— Exercise brief —
Repeat every record exactly as written, but leave out the pictures.

— Data shown —

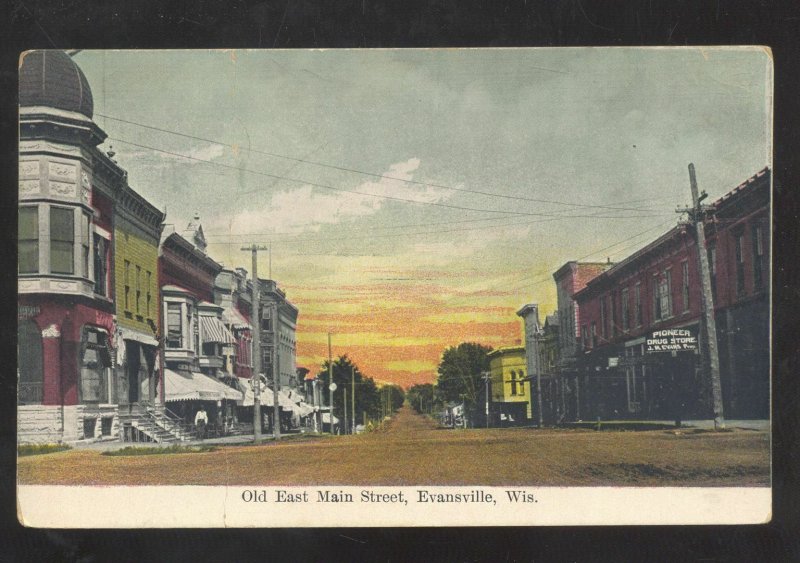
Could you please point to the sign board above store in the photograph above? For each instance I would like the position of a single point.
(671, 340)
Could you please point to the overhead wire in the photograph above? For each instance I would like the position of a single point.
(355, 170)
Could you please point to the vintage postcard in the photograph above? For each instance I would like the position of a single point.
(394, 287)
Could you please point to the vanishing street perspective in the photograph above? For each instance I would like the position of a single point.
(505, 267)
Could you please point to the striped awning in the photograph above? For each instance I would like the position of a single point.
(212, 330)
(234, 319)
(197, 387)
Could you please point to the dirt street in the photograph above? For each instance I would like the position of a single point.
(412, 450)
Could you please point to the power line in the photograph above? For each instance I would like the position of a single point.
(357, 171)
(440, 231)
(545, 278)
(324, 186)
(428, 224)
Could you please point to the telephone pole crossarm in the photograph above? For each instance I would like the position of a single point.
(255, 376)
(697, 214)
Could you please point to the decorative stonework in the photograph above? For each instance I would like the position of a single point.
(29, 187)
(86, 187)
(63, 172)
(28, 168)
(27, 146)
(51, 331)
(25, 285)
(63, 189)
(65, 286)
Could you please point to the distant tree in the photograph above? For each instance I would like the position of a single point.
(421, 397)
(397, 396)
(459, 373)
(367, 394)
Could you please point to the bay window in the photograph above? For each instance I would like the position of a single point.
(28, 240)
(62, 240)
(174, 327)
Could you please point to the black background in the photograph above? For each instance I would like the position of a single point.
(418, 23)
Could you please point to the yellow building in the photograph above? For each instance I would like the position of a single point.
(510, 388)
(137, 230)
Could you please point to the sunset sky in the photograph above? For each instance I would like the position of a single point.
(416, 199)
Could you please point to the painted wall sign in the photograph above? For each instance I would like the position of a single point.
(25, 312)
(671, 340)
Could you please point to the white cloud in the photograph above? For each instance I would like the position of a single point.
(308, 207)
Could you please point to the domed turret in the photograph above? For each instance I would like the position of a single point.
(51, 78)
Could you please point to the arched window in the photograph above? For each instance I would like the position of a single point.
(29, 353)
(95, 362)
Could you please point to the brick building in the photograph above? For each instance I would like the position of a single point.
(74, 204)
(195, 371)
(571, 278)
(658, 288)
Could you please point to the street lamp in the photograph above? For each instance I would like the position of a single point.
(486, 376)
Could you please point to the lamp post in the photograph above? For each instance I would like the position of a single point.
(486, 376)
(332, 388)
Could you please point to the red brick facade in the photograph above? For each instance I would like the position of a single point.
(657, 288)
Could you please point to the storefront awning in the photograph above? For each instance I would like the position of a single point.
(234, 318)
(140, 337)
(212, 330)
(197, 387)
(326, 418)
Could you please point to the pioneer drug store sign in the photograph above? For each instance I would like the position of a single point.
(672, 340)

— Solution to the problem —
Could you please point to the sign board above store in the photograph above? For each instance I would like the position of a single point.
(671, 340)
Could you please point to the overhead wire in the photograph above? For each instance I would like the position of a single point.
(355, 170)
Could you please point to the vintage postcard in the photograph above? For each instance I would like the position of a single point.
(394, 287)
Could you please point to the vanishing street perspective in the photograph above? For each instance I would like the position of a single point.
(505, 267)
Could you please point to the striped awning in the photograph above? For each instance I would like the position of a single point.
(212, 330)
(234, 319)
(197, 387)
Could you please point to the dirt street in the photograph above? For each instance I would like the position of a single point.
(412, 450)
Could you please point to the power line in the photograph above? For each instance I would like the position of a single point.
(357, 171)
(440, 231)
(545, 278)
(324, 186)
(428, 224)
Could you please point to the telephone pole crossarm in the photograph above? For each instance I would like the position of a single point.
(255, 376)
(697, 214)
Could you please point to the decorative stonework in the photograph above? For each instance I would like the position of a single point.
(29, 187)
(86, 187)
(63, 172)
(28, 168)
(27, 146)
(51, 331)
(25, 285)
(63, 189)
(65, 286)
Could you please point to the distant tree in the photograph above? For each instance I would like the position of a single point.
(421, 397)
(397, 396)
(459, 373)
(367, 394)
Could you please point to the bay window in the photograph above? For each instance I would like the position of a single point.
(28, 240)
(62, 240)
(174, 327)
Could you please point to the black background in the photograph above? For each instance I would like the position of a single point.
(418, 23)
Could you please point to the yellow building in the photograph above? For each instance I would like the position of a single point.
(510, 388)
(137, 230)
Could you please point to the sunset sky in the photograph above? For each instance I would like the position of a single point.
(416, 199)
Could you please point to the painted wall sign in the photograph above? For each instance I would like the position of a single point.
(25, 312)
(671, 340)
Could you please point to the white cloud in the photograph above? For each instance I would like the position of a single point.
(308, 207)
Could you please point to the domed turret in the photograph above? For each instance I would like the position of a single point.
(51, 78)
Could you please point to the arched window in the photograph above? For each instance I would like the position of a single point.
(29, 353)
(95, 362)
Could you please point to the brick building in the photograph above? For each instance I would like the position of a single point.
(74, 204)
(195, 371)
(571, 278)
(658, 288)
Could you please point to the street lamp in the photograph above? For each instance I would like the position of a single point.
(486, 376)
Could you please point to the lamp post in the photograph above? For each instance I would like the position of a single point.
(486, 376)
(332, 388)
Could you please point to the red brick facade in the photograph above? For each instance I would like the position of a single point.
(657, 288)
Could you please point to the storefront awning in the photograph above? For each instance I would like the position of a single point.
(234, 318)
(140, 337)
(212, 330)
(197, 387)
(326, 418)
Could you please point to the pioneer drug store sign in the photograph above? For each instance I would like the position of a single point.
(672, 340)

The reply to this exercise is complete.